Data:
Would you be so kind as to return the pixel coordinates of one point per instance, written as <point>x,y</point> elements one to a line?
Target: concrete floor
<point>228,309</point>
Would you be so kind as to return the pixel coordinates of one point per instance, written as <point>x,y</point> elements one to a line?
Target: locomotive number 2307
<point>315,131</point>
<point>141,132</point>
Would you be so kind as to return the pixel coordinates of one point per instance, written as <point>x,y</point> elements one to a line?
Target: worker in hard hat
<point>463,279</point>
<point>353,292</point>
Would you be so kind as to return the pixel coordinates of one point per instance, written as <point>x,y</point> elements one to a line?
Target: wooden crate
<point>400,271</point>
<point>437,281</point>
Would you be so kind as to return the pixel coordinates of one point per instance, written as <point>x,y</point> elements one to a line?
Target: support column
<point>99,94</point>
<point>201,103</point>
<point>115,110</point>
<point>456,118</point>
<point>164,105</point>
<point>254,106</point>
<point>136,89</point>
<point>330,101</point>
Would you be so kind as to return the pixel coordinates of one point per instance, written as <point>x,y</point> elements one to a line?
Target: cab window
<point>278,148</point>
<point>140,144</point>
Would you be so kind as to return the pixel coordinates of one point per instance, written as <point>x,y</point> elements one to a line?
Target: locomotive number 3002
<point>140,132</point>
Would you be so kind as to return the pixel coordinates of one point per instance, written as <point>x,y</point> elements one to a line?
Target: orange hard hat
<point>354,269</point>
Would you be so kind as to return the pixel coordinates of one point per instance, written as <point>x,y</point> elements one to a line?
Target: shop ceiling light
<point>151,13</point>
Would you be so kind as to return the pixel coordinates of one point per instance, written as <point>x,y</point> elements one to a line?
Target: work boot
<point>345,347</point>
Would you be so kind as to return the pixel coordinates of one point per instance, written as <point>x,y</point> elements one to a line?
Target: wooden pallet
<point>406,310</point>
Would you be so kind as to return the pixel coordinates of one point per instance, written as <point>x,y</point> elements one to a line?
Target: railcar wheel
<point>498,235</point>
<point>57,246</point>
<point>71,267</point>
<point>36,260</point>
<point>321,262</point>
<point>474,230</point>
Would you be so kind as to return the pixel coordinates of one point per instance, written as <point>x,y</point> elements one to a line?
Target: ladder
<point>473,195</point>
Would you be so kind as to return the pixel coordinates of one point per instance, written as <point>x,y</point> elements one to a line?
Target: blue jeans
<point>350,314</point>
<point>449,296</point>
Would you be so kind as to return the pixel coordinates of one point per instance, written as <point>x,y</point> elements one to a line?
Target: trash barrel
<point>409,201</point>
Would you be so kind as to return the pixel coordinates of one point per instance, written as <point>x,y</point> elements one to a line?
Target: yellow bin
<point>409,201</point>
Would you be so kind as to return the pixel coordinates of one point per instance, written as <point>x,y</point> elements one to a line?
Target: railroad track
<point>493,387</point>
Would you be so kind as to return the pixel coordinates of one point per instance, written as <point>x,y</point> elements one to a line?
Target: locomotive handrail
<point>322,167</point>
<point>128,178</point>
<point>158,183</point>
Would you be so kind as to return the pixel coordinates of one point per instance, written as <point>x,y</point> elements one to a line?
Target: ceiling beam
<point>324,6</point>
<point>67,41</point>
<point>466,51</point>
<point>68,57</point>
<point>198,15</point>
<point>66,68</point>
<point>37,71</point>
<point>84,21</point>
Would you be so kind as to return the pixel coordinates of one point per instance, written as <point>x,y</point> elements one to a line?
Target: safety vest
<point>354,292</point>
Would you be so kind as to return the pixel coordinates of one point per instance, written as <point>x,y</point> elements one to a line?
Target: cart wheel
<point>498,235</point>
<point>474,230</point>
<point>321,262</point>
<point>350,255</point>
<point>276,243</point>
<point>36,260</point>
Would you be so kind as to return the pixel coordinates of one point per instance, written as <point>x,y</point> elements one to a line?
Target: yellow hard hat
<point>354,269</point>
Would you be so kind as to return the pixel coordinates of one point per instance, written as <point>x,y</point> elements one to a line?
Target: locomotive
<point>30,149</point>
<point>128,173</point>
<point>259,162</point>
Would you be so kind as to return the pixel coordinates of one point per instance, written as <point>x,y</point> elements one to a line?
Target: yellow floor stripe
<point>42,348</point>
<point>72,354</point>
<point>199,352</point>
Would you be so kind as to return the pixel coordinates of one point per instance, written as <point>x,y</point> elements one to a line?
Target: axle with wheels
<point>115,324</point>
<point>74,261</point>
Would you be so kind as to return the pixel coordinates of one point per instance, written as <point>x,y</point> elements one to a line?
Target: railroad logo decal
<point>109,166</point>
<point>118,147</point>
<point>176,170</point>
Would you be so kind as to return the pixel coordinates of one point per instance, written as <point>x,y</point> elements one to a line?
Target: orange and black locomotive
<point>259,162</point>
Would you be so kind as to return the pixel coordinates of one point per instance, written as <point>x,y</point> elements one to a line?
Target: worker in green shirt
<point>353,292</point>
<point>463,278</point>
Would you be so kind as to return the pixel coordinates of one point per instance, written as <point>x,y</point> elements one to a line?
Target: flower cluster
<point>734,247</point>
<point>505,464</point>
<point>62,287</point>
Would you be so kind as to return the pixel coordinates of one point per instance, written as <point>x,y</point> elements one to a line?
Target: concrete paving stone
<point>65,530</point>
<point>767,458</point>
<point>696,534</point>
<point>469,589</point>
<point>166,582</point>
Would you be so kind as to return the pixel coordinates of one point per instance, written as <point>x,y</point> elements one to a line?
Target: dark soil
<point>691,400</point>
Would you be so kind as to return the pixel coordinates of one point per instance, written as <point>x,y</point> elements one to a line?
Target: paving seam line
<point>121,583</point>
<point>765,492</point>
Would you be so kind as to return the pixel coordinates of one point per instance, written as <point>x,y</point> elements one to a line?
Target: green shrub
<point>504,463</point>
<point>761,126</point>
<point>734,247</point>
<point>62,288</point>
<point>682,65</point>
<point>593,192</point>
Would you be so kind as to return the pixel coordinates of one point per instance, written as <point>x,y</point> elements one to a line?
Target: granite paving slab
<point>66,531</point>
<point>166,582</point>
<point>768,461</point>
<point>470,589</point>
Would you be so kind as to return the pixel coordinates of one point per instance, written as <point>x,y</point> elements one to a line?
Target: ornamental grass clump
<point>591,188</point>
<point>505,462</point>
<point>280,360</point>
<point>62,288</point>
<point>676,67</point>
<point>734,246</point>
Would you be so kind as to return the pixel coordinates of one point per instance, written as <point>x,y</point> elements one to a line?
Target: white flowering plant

Prompt: Please output all of the entries without changing a single character.

Written answer:
Would you be so kind as to return the pixel coordinates of one point per instance, written as <point>x,y</point> elements one to a line?
Target: concrete floor
<point>228,309</point>
Would you be so kind as to return the pixel coordinates of one point per instance, written as <point>x,y</point> elements one to a line?
Target: locomotive number 2307
<point>315,131</point>
<point>141,132</point>
Would you be so kind as to return the pixel coordinates of one point per instance, written as <point>x,y</point> elements one to a line?
Target: worker in hard hat
<point>463,279</point>
<point>353,292</point>
Would you be so kind as to return the pixel coordinates of one point per instance, written as <point>x,y</point> elements one to a line?
Target: wooden crate
<point>400,271</point>
<point>437,281</point>
Would you be so kind as to return the pixel coordinates of one point per instance, written as <point>x,y</point> elements one to a line?
Target: support column
<point>99,94</point>
<point>201,103</point>
<point>115,110</point>
<point>456,118</point>
<point>164,105</point>
<point>254,106</point>
<point>136,89</point>
<point>330,101</point>
Would you be so kind as to return the pixel coordinates of one point per instance, written as <point>x,y</point> elements one to a line?
Target: cab window
<point>278,148</point>
<point>140,144</point>
Would you be so kind as to return the pixel coordinates of one point per instance, written as <point>x,y</point> elements one to a line?
Target: locomotive number 3002
<point>140,132</point>
Would you be so kind as to return the pixel coordinates of one point per instance, written as <point>x,y</point> elements one to a line?
Target: orange hard hat
<point>354,269</point>
Would you be so kind as to return the pixel coordinates of one point per instance, written as <point>x,y</point> elements one to a line?
Target: shop ceiling light
<point>151,13</point>
Would you be so kind as to return the pixel coordinates of one point per instance, written as <point>x,y</point> elements one to a line?
Target: work boot
<point>345,347</point>
Would you be so kind as to return the pixel coordinates of one point per instance, written as <point>x,y</point> elements one to a line?
Target: wooden pallet
<point>406,310</point>
Would you be so kind as to return the pixel coordinates of one point per instance, written as <point>x,y</point> elements one to a line?
Target: railcar wheel
<point>498,235</point>
<point>57,246</point>
<point>71,267</point>
<point>36,260</point>
<point>321,262</point>
<point>474,230</point>
Would you be so kind as to return the pixel coordinates of one point per instance, written as <point>x,y</point> elements one to a line?
Target: ladder
<point>473,195</point>
Would you be so kind as to return the pixel coordinates of one point per instance, written as <point>x,y</point> elements one to a line?
Target: blue jeans
<point>350,314</point>
<point>449,296</point>
Would you be so kind as to return the pixel coordinates of one point per instance, written as <point>x,y</point> elements one to a line?
Target: trash barrel
<point>409,201</point>
Would you be so kind as to return the pixel coordinates of one point per instance, written as <point>x,y</point> elements one to a line?
Target: yellow bin
<point>409,201</point>
Would you be so kind as to return the pixel coordinates of one point per instance, written as <point>x,y</point> elements one to a line?
Target: railroad track
<point>493,387</point>
Would you be so kind as to return the pixel coordinates of one point per instance, written as <point>x,y</point> elements one to a line?
Target: locomotive handrail
<point>322,167</point>
<point>128,178</point>
<point>158,183</point>
Would you be so kind as to return the pixel coordinates of one point per instance, written as <point>x,y</point> elements one to a line?
Target: ceiling beam
<point>324,6</point>
<point>67,41</point>
<point>466,51</point>
<point>68,57</point>
<point>198,15</point>
<point>66,68</point>
<point>37,71</point>
<point>84,21</point>
Would you be so kind as to return the pixel coordinates of one point per instance, written as <point>x,y</point> elements one to a line?
Target: safety vest
<point>354,292</point>
Would you be so kind as to return the pixel coordinates of one point per instance, written as <point>x,y</point> elements one to a line?
Target: cart wheel
<point>498,235</point>
<point>474,230</point>
<point>321,262</point>
<point>350,255</point>
<point>276,243</point>
<point>36,260</point>
Would you be so kind as to return the pixel coordinates of one point per instance, written as <point>x,y</point> elements one to a line?
Target: yellow hard hat
<point>354,269</point>
Would you be so kind as to return the pixel coordinates of one point per instance, written as <point>x,y</point> elements one to a line?
Target: locomotive
<point>30,149</point>
<point>128,173</point>
<point>259,162</point>
Would you be so kind as to return the pixel coordinates of one point per instance, written as <point>x,y</point> elements one to a line?
Target: yellow floor stripe
<point>42,348</point>
<point>72,354</point>
<point>199,352</point>
Would you be so kind as to return the pixel coordinates of one point per instance, written as <point>x,y</point> elements one to a line?
Target: axle with wheels
<point>115,324</point>
<point>74,261</point>
Would you be so kind as to return the pixel coordinates of one point per instance, written as <point>x,y</point> elements one to a line?
Target: railroad logo decal
<point>109,166</point>
<point>118,147</point>
<point>176,170</point>
Would you be so kind as to return the pixel coordinates of one point per instance, written as <point>x,y</point> elements one to a line?
Target: orange and black locomotive
<point>259,162</point>
Would you be so kind as to return the pixel coordinates of one point per instance, written as <point>x,y</point> elements one to a line?
Target: worker in green shirt
<point>353,292</point>
<point>463,278</point>
Would you be so kind as to return the pixel coordinates of one point per instance, written as <point>x,y</point> elements one to a line?
Target: flower cluster
<point>734,247</point>
<point>505,464</point>
<point>62,287</point>
Would you be so kind as to return the pixel coordinates of one point per instance, written as <point>x,y</point> elements one to a line?
Target: concrete paving stone
<point>65,530</point>
<point>767,458</point>
<point>696,534</point>
<point>469,589</point>
<point>166,582</point>
Would you be so kind as to return the pixel coordinates of one point per instance, written as <point>x,y</point> elements one to a line?
Target: dark soil
<point>691,400</point>
Would you be so kind as to return the pixel coordinates of one point per instance, written as <point>x,y</point> elements one to a line?
Target: paving seam line
<point>121,583</point>
<point>765,492</point>
Would you be so kind as to return the pixel coordinates of one point per instance, written as <point>x,y</point> elements one to a line?
Target: green shrub
<point>504,463</point>
<point>761,126</point>
<point>734,247</point>
<point>62,288</point>
<point>682,65</point>
<point>593,192</point>
Would you be so kind as to return the pixel coordinates of one point per instance, written as <point>x,y</point> elements one to a line?
Target: granite paving slab
<point>66,531</point>
<point>166,582</point>
<point>768,461</point>
<point>470,589</point>
Would you be so kind as to return the pixel coordinates of one point per instance, written as <point>x,y</point> elements one to a line?
Target: ornamental grass clump
<point>591,188</point>
<point>505,462</point>
<point>280,360</point>
<point>62,288</point>
<point>676,67</point>
<point>734,246</point>
Would you be so kind as to return the pixel coordinates of one point per instance, written as <point>x,y</point> elements one to a line?
Target: white flowering plant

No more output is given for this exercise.